■ Document passage ■

|---|

The green economy is defined by the UN as low carbon, resource-efficient, and socially inclusive. It refers to the concerted effort and investment required by Government to reduce emissions and pollution and to protect our natural environment. 

Across the World, this is increasingly becoming a central focus for policymakers. On both sides of the Atlantic, Johnson and Biden have vocalised commitments to a green economy, as part of their plans to recover from the economic damage caused by the COVID-19 pandemic and to “Build Back Greener”.

This is no longer only an environmental imperative but also a wise fiscal choice. The green economy presents significant opportunities to reinvigorate the economy post-pandemic. Globally, the proportion of green revenues generated, which includes industries such as renewable energy or companies producing plastic alternatives, is equivalent to a market capitalization of US$4.3 trillion, or 5.4% of the total value of global listed equities[1].

The green economy in the UK is now nearly four times the size of the traditional manufacturing sector[2], with 75,000 businesses employing more than 1.2 million people in the green economy and this number is set to rise to 1.38 million by 2050[3]. Further research in May found that the low carbon sector is worth £207.8 billion to the UK economy[4]. 

Fostering a new economic model that is rooted in sustainable innovation must now be a joint effort between the public and private sector.

The Government is keen to show the public and business that this is not a flash in the pan, with the potential commitments including   two new green freeports in Scotland[5], a £166million investment for green technology [6], and by setting a 10-point plan for a ‘Green Industrial Revolution’. But despite these encouraging movements, we are still far from being in the green utopia thought to be just over the horizon.

|---|

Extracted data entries
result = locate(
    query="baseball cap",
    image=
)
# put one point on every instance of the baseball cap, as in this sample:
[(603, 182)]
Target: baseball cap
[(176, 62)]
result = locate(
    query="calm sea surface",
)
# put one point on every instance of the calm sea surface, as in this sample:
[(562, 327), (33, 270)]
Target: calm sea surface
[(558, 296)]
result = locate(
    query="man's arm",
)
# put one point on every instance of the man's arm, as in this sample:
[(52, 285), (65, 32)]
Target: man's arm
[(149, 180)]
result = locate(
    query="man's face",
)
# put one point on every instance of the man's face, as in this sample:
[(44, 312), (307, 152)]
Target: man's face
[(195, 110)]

|---|

■ About this task ■
Answer these questions using the text on the green economy above:
1. Which three qualities does the UN use to define the green economy?
2. How many businesses and people make up the UK green economy?
3. What amount of investment for green technology is named among the Government's potential commitments?

■ Response below ■
1. Low carbon, resource-efficient, and socially inclusive.
2. 75,000 businesses employing more than 1.2 million people.
3. £166 million.